■ **How to complete this task**
When you answer, restate the entries below without altering anything.

(Region pointing data)
=== Begin Enclosure ===
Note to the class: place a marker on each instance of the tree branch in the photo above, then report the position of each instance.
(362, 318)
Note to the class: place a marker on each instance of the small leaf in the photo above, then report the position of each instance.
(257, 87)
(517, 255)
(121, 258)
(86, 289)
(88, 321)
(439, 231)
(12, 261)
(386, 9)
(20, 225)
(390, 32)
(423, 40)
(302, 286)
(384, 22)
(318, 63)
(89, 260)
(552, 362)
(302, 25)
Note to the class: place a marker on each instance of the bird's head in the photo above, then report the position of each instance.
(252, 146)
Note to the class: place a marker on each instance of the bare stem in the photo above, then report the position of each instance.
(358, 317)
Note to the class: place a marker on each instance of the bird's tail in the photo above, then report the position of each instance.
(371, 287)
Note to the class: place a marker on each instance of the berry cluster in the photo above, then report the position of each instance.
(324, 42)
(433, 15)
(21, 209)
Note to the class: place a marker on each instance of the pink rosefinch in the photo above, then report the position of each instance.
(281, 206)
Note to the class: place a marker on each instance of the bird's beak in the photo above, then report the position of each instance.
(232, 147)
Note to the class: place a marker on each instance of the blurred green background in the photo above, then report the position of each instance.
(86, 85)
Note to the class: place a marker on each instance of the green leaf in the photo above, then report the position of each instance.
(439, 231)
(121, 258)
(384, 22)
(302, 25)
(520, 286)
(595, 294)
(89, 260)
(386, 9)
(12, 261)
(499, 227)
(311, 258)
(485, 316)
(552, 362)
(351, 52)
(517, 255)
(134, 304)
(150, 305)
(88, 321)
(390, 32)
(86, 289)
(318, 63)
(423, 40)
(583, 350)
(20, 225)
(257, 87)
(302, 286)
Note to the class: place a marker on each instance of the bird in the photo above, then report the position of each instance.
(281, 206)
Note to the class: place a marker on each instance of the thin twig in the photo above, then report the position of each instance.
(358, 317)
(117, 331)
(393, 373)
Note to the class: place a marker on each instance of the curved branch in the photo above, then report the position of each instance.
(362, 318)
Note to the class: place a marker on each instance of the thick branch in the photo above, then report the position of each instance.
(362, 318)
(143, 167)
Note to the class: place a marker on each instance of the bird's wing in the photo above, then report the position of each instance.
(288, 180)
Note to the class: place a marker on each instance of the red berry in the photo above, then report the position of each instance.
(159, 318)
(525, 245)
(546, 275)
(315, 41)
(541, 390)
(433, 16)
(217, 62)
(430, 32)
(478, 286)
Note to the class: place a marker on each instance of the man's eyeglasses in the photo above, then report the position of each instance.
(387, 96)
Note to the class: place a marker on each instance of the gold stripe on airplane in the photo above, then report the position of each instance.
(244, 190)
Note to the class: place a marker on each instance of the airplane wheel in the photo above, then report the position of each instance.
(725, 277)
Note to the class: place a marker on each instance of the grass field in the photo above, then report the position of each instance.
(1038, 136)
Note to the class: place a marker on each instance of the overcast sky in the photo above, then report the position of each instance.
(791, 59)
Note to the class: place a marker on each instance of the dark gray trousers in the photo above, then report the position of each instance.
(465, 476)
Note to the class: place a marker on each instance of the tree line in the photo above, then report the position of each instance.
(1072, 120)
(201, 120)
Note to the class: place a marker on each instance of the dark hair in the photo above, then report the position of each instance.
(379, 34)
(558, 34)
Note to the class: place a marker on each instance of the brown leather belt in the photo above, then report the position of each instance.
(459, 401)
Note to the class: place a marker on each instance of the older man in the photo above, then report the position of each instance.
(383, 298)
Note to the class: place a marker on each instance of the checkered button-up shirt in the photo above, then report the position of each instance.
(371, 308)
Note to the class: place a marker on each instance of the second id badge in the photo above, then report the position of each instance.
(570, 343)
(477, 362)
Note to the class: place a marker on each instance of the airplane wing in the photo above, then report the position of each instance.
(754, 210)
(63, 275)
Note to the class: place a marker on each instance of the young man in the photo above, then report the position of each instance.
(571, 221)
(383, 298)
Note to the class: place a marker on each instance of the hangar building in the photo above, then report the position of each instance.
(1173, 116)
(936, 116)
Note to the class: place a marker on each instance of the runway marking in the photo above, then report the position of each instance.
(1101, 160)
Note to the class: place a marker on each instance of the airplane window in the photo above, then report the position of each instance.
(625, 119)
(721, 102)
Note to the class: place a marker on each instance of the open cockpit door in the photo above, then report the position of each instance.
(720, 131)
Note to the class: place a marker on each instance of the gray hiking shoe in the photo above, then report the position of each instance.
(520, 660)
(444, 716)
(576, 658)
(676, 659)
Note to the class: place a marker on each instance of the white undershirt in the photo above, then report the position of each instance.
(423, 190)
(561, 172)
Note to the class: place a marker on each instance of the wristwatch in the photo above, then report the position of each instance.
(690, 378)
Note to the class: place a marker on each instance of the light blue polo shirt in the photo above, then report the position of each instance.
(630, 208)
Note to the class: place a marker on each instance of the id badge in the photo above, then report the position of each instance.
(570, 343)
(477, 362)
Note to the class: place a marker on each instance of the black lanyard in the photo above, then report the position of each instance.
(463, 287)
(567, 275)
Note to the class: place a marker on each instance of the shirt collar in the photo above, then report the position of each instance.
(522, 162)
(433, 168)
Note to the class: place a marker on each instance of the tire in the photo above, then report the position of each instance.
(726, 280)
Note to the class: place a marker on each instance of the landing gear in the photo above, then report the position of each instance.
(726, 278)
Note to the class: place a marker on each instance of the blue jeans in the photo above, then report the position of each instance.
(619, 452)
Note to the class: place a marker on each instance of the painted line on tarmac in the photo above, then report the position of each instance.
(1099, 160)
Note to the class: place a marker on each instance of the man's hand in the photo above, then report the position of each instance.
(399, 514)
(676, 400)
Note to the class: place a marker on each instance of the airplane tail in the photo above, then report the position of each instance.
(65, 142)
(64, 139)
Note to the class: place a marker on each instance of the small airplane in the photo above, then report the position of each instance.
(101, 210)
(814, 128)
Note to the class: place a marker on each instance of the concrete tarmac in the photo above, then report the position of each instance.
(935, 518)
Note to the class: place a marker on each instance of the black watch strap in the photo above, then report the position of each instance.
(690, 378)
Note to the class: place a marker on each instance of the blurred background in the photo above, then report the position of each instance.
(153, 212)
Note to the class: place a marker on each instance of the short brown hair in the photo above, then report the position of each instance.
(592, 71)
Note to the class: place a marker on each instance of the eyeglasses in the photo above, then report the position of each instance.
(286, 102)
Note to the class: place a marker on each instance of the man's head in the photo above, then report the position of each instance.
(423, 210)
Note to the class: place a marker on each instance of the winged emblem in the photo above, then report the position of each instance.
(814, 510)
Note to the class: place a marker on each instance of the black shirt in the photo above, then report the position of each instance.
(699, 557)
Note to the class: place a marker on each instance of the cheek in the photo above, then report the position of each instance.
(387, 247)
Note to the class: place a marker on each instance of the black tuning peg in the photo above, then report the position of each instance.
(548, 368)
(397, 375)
=== End Enclosure ===
■ **Exercise output**
Note to the class: place a marker on each instance of the tree branch in the photo above, then report the position of each instance.
(362, 318)
Note to the class: place a marker on each instance of the small leaf in the photo above, then report the position of each instance.
(257, 87)
(517, 255)
(121, 258)
(86, 289)
(88, 321)
(439, 231)
(12, 261)
(386, 9)
(20, 225)
(390, 32)
(423, 40)
(302, 286)
(384, 22)
(318, 63)
(89, 260)
(552, 362)
(302, 25)
Note to the class: place a marker on each instance of the bird's head in the photo above, then report the position of each instance.
(252, 146)
Note to the class: place a marker on each instance of the bare stem in the photo above, then report the position of each instance.
(358, 317)
Note to the class: place a marker on each instance of the bird's tail in the photo above, then report the position of each instance.
(371, 287)
Note to the class: place a marker on each instance of the berry cluster in the photo above, then report the position of each instance.
(324, 42)
(433, 15)
(21, 209)
Note to the class: place a marker on each instance of the pink rosefinch in the photo above, then report the position of each instance.
(281, 206)
Note to the class: place a marker on each instance of the bird's beak in the photo above, then report the position of each instance.
(232, 147)
Note to the class: place a marker on each instance of the blurred green background in the photo above, then report the position of each instance.
(86, 85)
Note to the class: place a marker on each instance of the green leaf in the photo above, then report the position of each instance.
(439, 231)
(121, 258)
(384, 22)
(302, 25)
(520, 286)
(595, 294)
(89, 260)
(386, 9)
(12, 261)
(499, 227)
(311, 258)
(485, 316)
(552, 362)
(351, 52)
(517, 255)
(134, 304)
(150, 305)
(88, 321)
(390, 32)
(86, 289)
(318, 63)
(423, 40)
(583, 350)
(20, 225)
(257, 87)
(302, 286)
Note to the class: place a marker on each instance of the bird in the photo above, then report the position of each instance.
(281, 206)
Note to the class: place a marker on each instance of the thin twig in the photo above, then report the position of each instance.
(358, 317)
(117, 331)
(393, 373)
Note to the class: place a marker on each instance of the curved branch in the photo above, then report the position of each instance.
(362, 318)
Note to the class: place a marker on each instance of the thick branch in the photo above, then report the position of each instance.
(362, 318)
(143, 167)
Note to the class: place a marker on each instance of the bird's wing in the photo above, then report the position of each instance.
(288, 180)
Note to the class: place a marker on each instance of the red berry in the photo above, then report the position of each instance.
(159, 318)
(525, 245)
(546, 275)
(315, 41)
(541, 390)
(433, 16)
(217, 62)
(430, 32)
(478, 286)
Note to the class: place a marker on each instance of the man's eyeglasses in the photo above, then report the position of each instance.
(387, 96)
Note to the class: place a marker on each instance of the gold stripe on airplane in the photo above, then report the position of each instance.
(244, 190)
Note to the class: place a marker on each instance of the airplane wheel in the photo above, then report the position of each instance.
(725, 277)
Note to the class: place a marker on each instance of the grass field in the photo above, then report the position of each instance.
(1038, 136)
Note to the class: place a marker on each instance of the overcast sky in the photo above, then report the position of each instance.
(791, 59)
Note to the class: place a marker on each instance of the dark gray trousers in the photo above, then report the position of each instance.
(465, 476)
Note to the class: place a marker on each instance of the tree line in the photo above, then report the position of each instance.
(1072, 120)
(201, 120)
Note to the class: place a marker on each instance of the dark hair in the photo above, then report the position of each instance.
(379, 34)
(558, 34)
Note to the class: place a marker on each instance of the brown leather belt in the photo above, then report the position of each instance.
(459, 401)
Note to the class: place a marker on each instance of the older man in the photo above, then report the position of each instance.
(383, 298)
Note to the class: place a marker on each instance of the checkered button-up shirt in the photo above, then report the position of each instance.
(371, 308)
Note to the class: place a marker on each instance of the second id badge in the photo above, then report the position of each instance.
(570, 343)
(477, 362)
Note to the class: place a marker on each instance of the airplane wing in the photo above, then report the position of each instance.
(754, 210)
(63, 275)
Note to the class: place a marker on each instance of the young man in the photo above, then report the position of each instance.
(571, 221)
(383, 298)
Note to the class: place a marker on each instance of the hangar building in the photo above, then report the position of each instance.
(1173, 116)
(936, 116)
Note to the class: place a marker on each instance of the runway marking in the photo above, then report the position of each instance.
(1101, 160)
Note to the class: place a marker on each instance of the airplane window in the photo above, then report the position of each instance.
(625, 119)
(721, 102)
Note to the class: place a marker on each instance of the open cockpit door in the photo above, then report the position of each instance.
(720, 131)
Note to the class: place a marker on each instance of the gray hiking shoe in the photo above, then report the position of each instance.
(520, 660)
(444, 716)
(576, 658)
(676, 659)
Note to the class: place a marker on each instance of the white undershirt in the photo above, then report the position of each instance.
(423, 190)
(561, 172)
Note to the class: place a marker on each instance of the wristwatch in the photo above, then report the position of each instance.
(690, 378)
Note to the class: place a marker on each instance of the light blue polo shirt in the photo above, then report the position of each instance.
(630, 208)
Note to the class: place a marker on each instance of the id badge in the photo above, then report the position of each instance.
(570, 343)
(477, 362)
Note to the class: place a marker on each instance of the black lanyard in the photo above, then report the position of each instance.
(463, 287)
(567, 275)
Note to the class: place a marker on each instance of the shirt collar in the photo above, then report the position of each instance.
(522, 162)
(433, 168)
Note to the class: place a marker on each instance of the tire in the photo above, then report the position of each instance.
(726, 280)
Note to the class: place a marker on each instance of the landing gear in the photo above, then report the position of each instance.
(726, 278)
Note to the class: place a marker on each instance of the blue jeans in the photo above, then report the position of each instance.
(619, 452)
Note to the class: place a marker on each instance of the painted line on tarmac in the photo above, then report the position of each instance.
(1099, 160)
Note to the class: place a marker on each instance of the man's hand in the photo above, then report the position of each instance.
(399, 514)
(676, 400)
Note to the class: place a marker on each instance of the airplane tail in the photo above, then report the position of each instance.
(65, 142)
(64, 139)
Note to the class: place a marker on each instance of the small airplane in the photo above, then report the position of each instance.
(101, 210)
(814, 128)
Note to the class: place a marker on each instance of the concrete tarmac in the photo above, then report the position of each instance.
(935, 518)
Note to the class: place a marker on each instance of the black watch strap in the photo above, then report the position of each instance.
(690, 378)
Note to the class: place a marker on each instance of the blurred background in the photo above, then report the position of each instance.
(153, 212)
Note to the class: place a marker on each instance of the short brown hair in the photo above, then report the position of each instance.
(592, 71)
Note to the class: place a marker on each instance of the eyeglasses in the photo above, then report the position of each instance.
(286, 102)
Note to the class: place a marker on each instance of the man's head in the photo above, then report the position of each instance.
(423, 210)
Note to the class: place a marker on each instance of the winged emblem in the photo above, then report the position of each instance.
(814, 510)
Note to the class: place a marker on each instance of the black shirt in the photo above, then report the position of each instance.
(699, 557)
Note to the class: place a marker on each instance of the cheek in the photo above, then report the position of each instance.
(387, 247)
Note to the class: place a marker on each instance of the black tuning peg in the photo above, then report the position of each instance.
(548, 368)
(397, 375)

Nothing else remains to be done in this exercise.